(Position identification records)
--- Begin ---

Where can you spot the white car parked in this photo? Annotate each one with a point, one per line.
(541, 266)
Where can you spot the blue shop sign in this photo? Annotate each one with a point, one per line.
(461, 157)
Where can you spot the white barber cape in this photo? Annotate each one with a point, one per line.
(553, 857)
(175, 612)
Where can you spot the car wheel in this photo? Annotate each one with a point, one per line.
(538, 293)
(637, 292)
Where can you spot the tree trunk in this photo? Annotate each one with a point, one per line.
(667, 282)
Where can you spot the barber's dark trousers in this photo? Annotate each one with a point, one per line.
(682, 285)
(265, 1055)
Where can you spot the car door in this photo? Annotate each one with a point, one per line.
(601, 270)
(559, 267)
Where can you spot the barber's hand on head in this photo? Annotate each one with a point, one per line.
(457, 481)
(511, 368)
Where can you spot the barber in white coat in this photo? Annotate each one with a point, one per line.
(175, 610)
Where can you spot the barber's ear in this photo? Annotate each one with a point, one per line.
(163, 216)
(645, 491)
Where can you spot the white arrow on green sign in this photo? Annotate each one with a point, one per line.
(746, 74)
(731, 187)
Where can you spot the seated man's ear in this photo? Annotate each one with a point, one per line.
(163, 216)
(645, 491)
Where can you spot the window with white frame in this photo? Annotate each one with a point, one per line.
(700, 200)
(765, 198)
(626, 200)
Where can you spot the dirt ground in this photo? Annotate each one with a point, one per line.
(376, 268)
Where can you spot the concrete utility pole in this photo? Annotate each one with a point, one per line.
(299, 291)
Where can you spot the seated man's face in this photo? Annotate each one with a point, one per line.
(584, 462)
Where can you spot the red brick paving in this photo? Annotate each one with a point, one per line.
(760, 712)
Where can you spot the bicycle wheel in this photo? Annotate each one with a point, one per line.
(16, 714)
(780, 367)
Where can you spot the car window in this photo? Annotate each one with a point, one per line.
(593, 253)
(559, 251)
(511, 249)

--- End ---

- Written exercise -
Change "Annotate" to "Mark" wherever it occurs in the rows above, leaving every other word as it stands.

- Task solution -
Where can you spot the white car parked in this photo? Mark each one with a point, one per line.
(541, 266)
Where can you spot the blue shop sign in this photo? Mark each one with a point, one per line.
(461, 157)
Where can you spot the white barber cape in this photo? Mark each one with a point, one per line.
(553, 857)
(175, 612)
Where can you spot the car wheel in this photo? Mark each one with a point, one per line.
(538, 293)
(637, 292)
Where can you spot the tree trunk in this photo? Mark each one with a point, one per line.
(667, 282)
Where can you spot the barber's dark trousers in this photo? Mark each one with a point, one per line.
(682, 285)
(265, 1055)
Where can you spot the car door in this photo? Mark each one with a point, one per line.
(601, 270)
(559, 267)
Where can you spot the barber's hand on head in this photo? Mark each one with a point, one per line.
(457, 481)
(511, 368)
Where can you spot the barber in white coat in this photo? Mark each one with a point, one per line.
(175, 610)
Where can you spot the barber's ear in this photo? Mark each one with a point, one per line.
(163, 216)
(645, 491)
Where can you spot the white arrow on green sign in this photo? Mark each one with a point, one per line.
(746, 74)
(731, 187)
Where can you spot the seated man's ear in this photo? Mark each one with a point, one per line.
(163, 216)
(645, 491)
Where can you spot the window with white frame in this photo? Mark each one with a point, one per line.
(700, 200)
(765, 198)
(626, 200)
Where can you spot the dirt ground in this photo? Mark each one with a point, one per line.
(376, 268)
Where can you spot the concrete utility pole in this photo? Mark each one with a point, one per line.
(299, 291)
Where can you spot the seated man's face in this photo? Mark each one with a point, one per line.
(584, 462)
Where can you spot the red brick paving in this photo? Mark each one with a point, one per line.
(760, 712)
Where can you spot the bicycle wheel in this photo? Mark each one with a point, one per line.
(16, 714)
(780, 367)
Where can you spot the car window in this photo? Mark each one with a point, one per line.
(593, 253)
(559, 251)
(511, 249)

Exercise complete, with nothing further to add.